EXERCISE GOAL |
Which lines below fall between the one containing "white pillow shown in this photo?" and the one containing "Target: wooden dresser"? Repeat them exactly, counting both of those lines, and add nothing else.

Segment Start: RECORD SET

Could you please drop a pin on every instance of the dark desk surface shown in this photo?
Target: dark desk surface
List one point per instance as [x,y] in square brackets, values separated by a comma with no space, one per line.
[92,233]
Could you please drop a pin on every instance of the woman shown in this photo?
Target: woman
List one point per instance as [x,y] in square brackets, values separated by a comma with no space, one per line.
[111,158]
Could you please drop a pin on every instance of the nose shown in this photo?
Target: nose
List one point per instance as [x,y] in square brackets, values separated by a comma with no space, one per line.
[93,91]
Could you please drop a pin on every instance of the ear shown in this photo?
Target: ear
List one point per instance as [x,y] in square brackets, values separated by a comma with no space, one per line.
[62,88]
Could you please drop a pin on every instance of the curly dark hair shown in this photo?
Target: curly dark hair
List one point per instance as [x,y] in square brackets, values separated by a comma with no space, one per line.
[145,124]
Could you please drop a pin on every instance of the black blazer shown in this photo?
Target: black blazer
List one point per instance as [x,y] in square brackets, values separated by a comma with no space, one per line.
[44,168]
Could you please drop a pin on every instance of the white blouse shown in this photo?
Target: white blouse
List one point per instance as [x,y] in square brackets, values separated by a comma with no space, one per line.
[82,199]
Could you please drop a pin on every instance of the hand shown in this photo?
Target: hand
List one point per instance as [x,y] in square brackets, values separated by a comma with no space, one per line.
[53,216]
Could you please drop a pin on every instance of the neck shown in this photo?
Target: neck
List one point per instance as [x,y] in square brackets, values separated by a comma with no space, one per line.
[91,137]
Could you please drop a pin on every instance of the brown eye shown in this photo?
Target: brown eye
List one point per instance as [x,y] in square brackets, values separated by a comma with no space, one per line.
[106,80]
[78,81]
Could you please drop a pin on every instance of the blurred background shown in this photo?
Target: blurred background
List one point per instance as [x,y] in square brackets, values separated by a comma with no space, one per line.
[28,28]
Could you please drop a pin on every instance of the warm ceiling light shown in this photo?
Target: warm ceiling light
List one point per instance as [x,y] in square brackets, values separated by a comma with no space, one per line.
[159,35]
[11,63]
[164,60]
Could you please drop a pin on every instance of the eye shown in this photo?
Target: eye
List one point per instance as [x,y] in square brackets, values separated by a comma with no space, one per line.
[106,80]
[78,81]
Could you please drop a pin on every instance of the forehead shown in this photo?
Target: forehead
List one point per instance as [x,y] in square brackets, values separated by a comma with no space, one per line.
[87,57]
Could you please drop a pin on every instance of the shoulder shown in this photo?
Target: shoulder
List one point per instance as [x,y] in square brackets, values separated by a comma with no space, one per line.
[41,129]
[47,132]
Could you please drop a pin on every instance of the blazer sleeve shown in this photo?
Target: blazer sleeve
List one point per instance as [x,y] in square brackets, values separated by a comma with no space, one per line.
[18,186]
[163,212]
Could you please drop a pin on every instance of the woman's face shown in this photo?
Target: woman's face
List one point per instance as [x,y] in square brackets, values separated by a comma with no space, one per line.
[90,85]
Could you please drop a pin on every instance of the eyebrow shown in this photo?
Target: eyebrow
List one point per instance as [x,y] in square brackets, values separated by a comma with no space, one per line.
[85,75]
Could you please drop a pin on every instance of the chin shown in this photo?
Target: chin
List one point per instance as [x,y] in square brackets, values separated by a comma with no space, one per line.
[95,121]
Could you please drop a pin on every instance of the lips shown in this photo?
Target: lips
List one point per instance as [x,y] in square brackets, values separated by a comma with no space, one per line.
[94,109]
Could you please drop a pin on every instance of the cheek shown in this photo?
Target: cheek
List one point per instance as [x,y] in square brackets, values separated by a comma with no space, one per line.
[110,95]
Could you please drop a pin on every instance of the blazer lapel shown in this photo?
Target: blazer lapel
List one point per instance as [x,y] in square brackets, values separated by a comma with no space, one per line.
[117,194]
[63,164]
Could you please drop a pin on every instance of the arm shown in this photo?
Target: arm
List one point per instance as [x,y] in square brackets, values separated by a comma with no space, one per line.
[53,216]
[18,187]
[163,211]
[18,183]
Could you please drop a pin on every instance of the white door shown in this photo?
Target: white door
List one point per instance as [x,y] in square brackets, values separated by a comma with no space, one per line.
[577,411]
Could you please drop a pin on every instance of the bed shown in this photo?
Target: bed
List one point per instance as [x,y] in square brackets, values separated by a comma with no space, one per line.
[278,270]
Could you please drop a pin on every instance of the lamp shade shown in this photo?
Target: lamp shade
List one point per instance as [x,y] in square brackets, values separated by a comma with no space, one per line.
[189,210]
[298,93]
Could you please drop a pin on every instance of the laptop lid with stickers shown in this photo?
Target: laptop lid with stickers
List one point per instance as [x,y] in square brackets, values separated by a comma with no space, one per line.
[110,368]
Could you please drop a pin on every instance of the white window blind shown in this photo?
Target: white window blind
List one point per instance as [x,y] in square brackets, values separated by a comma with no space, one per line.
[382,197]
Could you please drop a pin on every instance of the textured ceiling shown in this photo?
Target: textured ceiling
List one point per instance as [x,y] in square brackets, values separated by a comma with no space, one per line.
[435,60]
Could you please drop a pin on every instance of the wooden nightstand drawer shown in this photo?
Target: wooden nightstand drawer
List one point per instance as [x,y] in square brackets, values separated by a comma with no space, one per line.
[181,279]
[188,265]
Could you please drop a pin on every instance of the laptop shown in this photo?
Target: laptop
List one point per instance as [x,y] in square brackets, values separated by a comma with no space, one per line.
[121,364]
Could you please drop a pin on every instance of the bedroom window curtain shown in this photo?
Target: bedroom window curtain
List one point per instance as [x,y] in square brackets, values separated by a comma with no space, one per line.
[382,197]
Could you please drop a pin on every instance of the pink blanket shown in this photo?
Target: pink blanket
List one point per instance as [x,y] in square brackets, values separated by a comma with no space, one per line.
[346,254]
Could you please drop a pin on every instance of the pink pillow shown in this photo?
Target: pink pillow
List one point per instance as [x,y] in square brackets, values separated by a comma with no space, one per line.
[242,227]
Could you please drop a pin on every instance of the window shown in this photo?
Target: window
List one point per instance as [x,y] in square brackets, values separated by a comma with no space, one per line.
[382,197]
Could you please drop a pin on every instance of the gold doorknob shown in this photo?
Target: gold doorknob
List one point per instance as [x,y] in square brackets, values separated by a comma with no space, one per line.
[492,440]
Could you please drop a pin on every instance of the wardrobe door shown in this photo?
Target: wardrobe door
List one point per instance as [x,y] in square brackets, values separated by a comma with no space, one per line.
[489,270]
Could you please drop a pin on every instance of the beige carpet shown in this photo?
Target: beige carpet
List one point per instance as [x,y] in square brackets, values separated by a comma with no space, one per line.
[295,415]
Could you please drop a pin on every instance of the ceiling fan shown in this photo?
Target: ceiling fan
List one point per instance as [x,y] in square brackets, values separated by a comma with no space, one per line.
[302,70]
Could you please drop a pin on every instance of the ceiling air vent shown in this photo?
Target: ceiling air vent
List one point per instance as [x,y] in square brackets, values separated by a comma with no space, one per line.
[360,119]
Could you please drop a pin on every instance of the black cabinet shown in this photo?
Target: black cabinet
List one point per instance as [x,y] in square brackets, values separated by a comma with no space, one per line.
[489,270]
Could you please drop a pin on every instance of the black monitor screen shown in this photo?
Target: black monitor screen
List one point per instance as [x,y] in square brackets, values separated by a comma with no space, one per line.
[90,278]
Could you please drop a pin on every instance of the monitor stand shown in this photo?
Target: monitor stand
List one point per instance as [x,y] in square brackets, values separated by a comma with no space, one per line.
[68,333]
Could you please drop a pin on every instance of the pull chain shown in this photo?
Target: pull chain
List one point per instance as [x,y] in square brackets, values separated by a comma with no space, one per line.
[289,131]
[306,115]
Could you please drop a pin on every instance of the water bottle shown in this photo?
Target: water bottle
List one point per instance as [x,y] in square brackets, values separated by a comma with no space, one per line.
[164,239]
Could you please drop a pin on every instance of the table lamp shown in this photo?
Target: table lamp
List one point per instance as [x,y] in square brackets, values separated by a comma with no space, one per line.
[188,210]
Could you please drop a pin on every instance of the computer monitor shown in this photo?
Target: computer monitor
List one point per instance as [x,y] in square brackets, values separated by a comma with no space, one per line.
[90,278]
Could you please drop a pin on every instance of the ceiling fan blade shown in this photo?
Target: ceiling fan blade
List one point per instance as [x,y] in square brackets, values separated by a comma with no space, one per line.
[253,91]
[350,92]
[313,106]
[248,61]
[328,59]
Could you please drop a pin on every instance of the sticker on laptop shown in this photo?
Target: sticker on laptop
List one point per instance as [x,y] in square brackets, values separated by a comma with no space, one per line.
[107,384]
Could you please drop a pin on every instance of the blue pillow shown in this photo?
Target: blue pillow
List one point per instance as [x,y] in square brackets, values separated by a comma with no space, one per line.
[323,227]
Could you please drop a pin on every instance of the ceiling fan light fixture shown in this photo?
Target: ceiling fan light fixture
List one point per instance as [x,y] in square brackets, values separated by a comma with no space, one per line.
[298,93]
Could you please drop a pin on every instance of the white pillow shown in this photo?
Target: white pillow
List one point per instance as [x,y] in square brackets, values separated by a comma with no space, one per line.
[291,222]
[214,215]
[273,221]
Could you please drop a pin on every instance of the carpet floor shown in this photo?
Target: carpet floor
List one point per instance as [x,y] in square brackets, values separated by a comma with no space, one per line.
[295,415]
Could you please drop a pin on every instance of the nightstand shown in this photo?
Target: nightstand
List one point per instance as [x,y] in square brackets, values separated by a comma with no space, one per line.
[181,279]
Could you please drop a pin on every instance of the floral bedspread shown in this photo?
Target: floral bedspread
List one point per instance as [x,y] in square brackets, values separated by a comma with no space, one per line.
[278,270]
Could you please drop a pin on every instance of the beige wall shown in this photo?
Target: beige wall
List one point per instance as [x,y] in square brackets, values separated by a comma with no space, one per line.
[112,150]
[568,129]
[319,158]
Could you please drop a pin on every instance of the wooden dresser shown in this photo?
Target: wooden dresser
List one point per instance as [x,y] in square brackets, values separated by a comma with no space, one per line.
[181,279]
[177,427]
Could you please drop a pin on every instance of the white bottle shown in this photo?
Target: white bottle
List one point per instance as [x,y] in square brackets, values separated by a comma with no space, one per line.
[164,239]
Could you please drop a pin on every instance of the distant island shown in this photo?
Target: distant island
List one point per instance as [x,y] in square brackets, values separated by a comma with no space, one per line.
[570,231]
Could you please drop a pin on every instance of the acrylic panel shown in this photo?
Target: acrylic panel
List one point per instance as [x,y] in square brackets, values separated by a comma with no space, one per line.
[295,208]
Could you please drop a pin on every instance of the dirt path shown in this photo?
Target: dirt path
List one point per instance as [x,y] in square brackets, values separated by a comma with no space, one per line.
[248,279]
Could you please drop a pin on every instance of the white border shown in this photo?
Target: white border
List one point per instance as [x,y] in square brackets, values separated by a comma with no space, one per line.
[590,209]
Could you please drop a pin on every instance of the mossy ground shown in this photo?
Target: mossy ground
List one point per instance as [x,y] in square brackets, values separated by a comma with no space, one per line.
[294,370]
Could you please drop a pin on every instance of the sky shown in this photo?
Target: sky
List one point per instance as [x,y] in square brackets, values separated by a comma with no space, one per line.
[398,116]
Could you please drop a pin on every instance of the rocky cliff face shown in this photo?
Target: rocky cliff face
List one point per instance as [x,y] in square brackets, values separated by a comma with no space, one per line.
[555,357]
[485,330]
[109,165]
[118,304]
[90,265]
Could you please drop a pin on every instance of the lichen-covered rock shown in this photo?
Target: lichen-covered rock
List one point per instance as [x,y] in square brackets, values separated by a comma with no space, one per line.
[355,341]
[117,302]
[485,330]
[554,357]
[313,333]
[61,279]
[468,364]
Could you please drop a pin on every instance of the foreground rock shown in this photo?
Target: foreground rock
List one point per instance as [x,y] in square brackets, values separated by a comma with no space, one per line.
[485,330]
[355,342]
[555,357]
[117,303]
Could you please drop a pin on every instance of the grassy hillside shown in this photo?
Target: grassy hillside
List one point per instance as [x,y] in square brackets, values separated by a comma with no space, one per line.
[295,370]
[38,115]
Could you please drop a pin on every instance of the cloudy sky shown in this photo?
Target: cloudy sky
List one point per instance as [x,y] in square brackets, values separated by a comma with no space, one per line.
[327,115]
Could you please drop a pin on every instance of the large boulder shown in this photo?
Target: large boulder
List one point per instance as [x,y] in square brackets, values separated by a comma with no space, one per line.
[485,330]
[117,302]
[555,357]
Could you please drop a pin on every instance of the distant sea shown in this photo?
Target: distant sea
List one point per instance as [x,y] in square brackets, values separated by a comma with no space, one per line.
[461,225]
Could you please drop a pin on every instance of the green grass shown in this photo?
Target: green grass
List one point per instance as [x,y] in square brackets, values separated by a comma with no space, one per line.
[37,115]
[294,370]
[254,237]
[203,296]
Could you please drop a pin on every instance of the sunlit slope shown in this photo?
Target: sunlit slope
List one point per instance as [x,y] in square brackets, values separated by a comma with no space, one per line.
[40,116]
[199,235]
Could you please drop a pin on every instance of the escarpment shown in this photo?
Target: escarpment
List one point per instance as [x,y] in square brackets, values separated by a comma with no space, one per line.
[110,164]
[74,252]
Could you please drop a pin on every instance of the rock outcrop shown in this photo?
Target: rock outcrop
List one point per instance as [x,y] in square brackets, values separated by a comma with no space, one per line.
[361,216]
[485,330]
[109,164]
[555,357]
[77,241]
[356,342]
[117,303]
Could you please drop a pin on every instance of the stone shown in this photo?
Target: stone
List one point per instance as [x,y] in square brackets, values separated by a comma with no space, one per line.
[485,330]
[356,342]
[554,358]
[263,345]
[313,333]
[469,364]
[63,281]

Segment End: RECORD SET

RESPONSE FOR THIS EXERCISE |
Could you please drop a pin on every instance of the white pillow shown in this photo?
Target: white pillow
List one point per instance as [x,y] in square brackets, values separated by a comma with no space, one per line.
[291,222]
[214,215]
[273,221]
Could you please drop a pin on every instance of the carpet floor shown in this photo?
Target: carpet floor
List one point per instance as [x,y] in square brackets, values separated by a comma with no space, one per line.
[295,415]
Could you please drop a pin on every instance of the nightstand shown in this photo?
Target: nightstand
List one point per instance as [x,y] in square brackets, values separated by a comma with no space, one per line.
[181,279]
Could you please drop a pin on every instance of the floral bedspread shown in this photo?
Target: floral bedspread
List one point per instance as [x,y] in square brackets, values separated by a comma with no space, one per line.
[278,270]
Could you please drop a pin on every instance of the beige wall shown in this photo?
Target: beige wall
List one point per instance as [x,y] in square brackets, values separated by a comma with no space, one per line.
[112,150]
[568,129]
[319,158]
Could you please drop a pin on every instance of the wooden dresser shown in this photo?
Target: wooden dresser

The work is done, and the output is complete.